### Extracted material
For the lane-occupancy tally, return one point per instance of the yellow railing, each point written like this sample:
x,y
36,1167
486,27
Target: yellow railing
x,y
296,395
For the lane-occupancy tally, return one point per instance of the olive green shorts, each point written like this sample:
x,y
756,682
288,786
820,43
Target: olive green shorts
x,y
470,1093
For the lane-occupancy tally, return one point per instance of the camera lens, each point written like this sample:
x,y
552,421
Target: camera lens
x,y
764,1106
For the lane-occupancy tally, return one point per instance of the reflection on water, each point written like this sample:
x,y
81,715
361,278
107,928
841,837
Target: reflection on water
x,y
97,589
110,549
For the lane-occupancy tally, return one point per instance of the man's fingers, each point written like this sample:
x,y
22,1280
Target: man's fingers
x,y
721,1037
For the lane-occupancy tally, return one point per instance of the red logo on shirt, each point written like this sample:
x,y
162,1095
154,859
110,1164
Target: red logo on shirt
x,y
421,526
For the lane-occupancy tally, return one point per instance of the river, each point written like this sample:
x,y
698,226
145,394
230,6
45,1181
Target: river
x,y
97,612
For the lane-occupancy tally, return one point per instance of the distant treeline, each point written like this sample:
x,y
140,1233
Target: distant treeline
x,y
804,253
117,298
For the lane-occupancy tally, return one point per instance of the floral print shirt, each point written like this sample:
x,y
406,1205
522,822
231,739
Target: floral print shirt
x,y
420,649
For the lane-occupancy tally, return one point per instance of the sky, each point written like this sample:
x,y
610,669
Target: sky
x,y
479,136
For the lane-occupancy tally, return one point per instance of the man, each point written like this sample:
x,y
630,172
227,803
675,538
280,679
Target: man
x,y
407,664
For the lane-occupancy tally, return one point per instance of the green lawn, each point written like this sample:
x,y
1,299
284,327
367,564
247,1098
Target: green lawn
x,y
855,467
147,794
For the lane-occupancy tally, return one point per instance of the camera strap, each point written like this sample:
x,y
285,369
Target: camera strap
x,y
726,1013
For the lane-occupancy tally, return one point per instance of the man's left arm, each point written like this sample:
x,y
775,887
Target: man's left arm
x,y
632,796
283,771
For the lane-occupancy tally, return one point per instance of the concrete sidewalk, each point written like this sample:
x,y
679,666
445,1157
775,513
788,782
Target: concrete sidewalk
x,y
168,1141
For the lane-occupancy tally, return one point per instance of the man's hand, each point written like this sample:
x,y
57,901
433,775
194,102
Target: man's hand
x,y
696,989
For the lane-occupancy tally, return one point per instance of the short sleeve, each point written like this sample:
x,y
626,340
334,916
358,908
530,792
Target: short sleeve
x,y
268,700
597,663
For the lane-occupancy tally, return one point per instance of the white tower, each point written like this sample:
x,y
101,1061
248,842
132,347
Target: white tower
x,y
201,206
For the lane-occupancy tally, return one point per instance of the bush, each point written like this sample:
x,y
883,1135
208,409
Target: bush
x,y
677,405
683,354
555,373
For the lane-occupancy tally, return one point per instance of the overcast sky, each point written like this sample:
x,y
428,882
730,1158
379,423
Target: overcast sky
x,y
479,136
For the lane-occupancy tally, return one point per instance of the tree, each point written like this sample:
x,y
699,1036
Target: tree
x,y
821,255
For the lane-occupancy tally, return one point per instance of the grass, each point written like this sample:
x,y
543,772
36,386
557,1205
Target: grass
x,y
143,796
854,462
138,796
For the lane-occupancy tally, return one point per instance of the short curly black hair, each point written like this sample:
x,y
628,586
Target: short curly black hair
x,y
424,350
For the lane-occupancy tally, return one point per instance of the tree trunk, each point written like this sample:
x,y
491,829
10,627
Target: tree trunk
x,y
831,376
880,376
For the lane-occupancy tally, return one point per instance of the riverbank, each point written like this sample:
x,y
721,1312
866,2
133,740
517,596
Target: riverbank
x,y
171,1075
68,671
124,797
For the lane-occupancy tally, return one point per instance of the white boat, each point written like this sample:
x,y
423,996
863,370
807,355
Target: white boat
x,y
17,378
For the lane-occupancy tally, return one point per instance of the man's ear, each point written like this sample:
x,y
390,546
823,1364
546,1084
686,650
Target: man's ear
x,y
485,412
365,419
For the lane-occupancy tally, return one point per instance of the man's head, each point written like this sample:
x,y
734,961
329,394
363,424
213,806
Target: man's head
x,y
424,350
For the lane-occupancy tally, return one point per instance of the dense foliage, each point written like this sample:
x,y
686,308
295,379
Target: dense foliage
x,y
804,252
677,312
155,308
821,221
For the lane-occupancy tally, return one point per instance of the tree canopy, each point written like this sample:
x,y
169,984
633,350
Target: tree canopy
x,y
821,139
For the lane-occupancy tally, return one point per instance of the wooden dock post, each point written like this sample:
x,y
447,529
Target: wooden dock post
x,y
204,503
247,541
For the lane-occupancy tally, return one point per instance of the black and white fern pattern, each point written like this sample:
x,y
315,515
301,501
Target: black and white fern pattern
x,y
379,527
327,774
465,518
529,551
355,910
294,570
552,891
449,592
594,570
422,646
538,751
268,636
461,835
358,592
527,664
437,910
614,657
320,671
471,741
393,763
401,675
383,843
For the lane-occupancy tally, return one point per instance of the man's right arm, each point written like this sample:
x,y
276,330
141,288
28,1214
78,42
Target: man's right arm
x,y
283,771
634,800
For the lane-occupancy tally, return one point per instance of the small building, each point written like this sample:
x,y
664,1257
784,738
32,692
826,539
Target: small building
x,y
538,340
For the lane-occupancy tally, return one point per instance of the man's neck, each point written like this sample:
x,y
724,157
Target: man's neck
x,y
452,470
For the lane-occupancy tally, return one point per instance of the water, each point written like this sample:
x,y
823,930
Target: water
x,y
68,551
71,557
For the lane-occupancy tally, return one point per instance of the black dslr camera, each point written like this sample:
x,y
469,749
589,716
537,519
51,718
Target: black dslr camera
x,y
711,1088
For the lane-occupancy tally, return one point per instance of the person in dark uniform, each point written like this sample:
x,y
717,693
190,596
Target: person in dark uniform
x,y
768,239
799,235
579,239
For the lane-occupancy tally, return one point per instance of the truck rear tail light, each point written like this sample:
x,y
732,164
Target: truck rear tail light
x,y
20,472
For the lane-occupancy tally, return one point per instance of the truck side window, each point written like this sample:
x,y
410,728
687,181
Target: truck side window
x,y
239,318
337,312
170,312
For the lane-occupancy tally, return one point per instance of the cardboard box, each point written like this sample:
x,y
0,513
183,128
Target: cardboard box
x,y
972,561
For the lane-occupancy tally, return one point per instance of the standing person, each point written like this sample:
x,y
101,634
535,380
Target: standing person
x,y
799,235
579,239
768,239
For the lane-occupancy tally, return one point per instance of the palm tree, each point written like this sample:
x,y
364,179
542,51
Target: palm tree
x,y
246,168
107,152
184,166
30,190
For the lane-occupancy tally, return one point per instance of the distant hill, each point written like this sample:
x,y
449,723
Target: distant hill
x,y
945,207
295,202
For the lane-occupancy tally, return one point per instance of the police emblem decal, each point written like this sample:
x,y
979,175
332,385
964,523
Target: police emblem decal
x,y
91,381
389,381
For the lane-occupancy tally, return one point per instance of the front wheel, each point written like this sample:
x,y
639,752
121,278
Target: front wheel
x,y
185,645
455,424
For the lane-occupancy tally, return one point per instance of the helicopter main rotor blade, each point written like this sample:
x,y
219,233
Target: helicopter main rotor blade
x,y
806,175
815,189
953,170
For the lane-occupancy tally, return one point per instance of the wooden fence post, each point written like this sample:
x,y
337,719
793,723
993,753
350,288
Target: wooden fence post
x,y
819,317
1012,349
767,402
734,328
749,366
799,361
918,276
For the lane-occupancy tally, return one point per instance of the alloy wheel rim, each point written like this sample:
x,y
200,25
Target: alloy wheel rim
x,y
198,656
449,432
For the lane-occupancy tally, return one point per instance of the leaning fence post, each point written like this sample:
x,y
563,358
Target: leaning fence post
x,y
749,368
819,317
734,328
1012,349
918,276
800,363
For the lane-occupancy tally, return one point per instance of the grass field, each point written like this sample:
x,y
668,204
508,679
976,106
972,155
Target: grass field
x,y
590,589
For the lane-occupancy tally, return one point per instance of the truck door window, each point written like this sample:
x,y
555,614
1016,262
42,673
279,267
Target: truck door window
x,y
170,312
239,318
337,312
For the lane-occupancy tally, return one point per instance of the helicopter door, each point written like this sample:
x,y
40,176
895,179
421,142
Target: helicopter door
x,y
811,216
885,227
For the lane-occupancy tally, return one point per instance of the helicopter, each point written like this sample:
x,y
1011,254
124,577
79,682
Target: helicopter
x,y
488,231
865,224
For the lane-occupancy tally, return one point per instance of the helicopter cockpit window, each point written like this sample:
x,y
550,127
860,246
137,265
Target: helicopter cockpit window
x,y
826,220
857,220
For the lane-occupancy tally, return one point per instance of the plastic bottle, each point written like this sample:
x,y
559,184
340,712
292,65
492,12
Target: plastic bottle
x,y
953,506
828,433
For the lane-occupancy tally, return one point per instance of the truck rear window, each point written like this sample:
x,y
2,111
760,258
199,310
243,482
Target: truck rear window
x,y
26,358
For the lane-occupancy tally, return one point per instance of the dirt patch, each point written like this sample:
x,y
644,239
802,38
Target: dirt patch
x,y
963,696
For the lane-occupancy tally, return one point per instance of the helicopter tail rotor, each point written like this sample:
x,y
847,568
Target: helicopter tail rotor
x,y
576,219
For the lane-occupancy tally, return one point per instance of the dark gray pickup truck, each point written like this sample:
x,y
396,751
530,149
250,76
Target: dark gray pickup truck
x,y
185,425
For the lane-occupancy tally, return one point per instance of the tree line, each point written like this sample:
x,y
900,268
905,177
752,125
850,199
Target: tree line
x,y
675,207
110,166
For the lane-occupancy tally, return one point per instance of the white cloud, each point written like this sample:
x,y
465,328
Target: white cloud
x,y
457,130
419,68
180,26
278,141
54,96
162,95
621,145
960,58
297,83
######
Set down nothing but the lines from the one with "of the dark" through the end of the records, keeping each line exactly as written and including both ends.

For the lane-occupancy tally, return one point per instance of the dark gray pickup truck, each point written like this sample:
x,y
396,751
530,149
250,76
Target: dark gray pickup truck
x,y
185,425
For the lane-occupancy tally, return one point per instance of the tree line, each point written like this sample:
x,y
900,268
905,177
752,125
850,199
Target: tree line
x,y
675,207
110,166
For the lane-occupancy tally, return one point per instance of the white cloud, each point written like this sample:
x,y
465,328
Target: white cloud
x,y
457,130
419,68
180,26
278,141
54,96
162,95
621,145
960,58
297,83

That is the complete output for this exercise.